→ **PROBLEM**
Rewrite the items from the line with "task | place a marker on each instance of the vertical" up to and including the last line of the items, requests included, and shift each answer coordinate by adding 71 to both of its numbers while keeping the sample coordinates unchanged. Leave the pictures out.

→ **TASK DATA**
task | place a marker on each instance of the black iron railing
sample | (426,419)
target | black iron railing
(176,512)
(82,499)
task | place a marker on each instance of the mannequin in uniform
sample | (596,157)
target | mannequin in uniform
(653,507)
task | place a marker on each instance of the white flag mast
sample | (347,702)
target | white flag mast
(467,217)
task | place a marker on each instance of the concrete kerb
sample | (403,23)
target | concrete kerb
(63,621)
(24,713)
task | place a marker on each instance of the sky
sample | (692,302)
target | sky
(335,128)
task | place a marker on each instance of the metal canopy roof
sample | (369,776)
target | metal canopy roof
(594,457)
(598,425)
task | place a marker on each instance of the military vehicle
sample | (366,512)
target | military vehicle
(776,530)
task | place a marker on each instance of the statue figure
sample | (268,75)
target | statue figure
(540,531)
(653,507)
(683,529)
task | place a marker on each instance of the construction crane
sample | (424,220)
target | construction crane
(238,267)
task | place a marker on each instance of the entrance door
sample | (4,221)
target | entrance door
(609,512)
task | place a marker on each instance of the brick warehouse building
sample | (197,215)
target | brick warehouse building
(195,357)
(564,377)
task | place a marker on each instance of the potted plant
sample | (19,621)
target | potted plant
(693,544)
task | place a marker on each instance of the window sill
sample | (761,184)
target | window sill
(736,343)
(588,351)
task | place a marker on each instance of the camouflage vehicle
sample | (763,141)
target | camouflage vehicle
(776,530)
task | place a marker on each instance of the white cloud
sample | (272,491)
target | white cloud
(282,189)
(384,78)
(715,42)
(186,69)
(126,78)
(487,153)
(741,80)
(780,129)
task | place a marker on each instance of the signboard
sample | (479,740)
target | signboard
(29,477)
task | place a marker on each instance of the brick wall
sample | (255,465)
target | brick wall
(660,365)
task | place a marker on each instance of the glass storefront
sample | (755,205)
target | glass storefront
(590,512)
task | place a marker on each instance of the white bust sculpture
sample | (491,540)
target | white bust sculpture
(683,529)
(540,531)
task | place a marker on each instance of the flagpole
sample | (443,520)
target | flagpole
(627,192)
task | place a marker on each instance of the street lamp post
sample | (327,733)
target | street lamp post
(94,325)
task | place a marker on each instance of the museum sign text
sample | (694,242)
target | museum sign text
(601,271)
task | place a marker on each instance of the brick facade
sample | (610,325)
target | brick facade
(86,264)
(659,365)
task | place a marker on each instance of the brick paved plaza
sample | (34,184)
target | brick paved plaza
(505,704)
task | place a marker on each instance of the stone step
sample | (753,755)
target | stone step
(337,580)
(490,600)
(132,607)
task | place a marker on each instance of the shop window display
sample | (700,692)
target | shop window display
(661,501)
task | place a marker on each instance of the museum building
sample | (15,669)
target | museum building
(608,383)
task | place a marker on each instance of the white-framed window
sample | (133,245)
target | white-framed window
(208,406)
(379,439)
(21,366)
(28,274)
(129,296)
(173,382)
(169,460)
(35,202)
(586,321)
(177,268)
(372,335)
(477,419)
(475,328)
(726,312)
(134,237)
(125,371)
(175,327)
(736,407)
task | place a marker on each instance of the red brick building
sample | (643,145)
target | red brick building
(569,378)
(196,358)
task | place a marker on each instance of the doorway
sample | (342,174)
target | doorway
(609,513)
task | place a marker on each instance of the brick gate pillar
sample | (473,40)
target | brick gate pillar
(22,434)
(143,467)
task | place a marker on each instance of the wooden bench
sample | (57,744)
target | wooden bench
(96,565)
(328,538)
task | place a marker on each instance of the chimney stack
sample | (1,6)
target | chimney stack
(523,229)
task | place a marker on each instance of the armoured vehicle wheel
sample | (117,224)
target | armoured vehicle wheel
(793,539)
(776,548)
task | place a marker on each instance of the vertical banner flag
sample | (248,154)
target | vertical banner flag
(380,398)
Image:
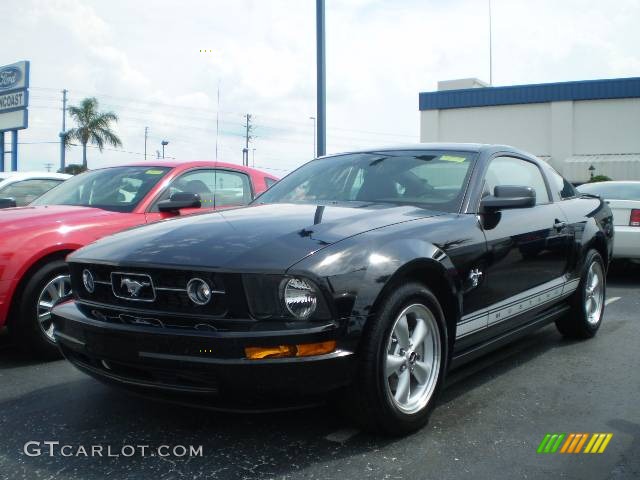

→ **SOLUTION FOR THIS PROBLEM**
task | place a marker on each instance of the vertical banner flag
sample | (248,154)
target | vertical banner flag
(451,469)
Image:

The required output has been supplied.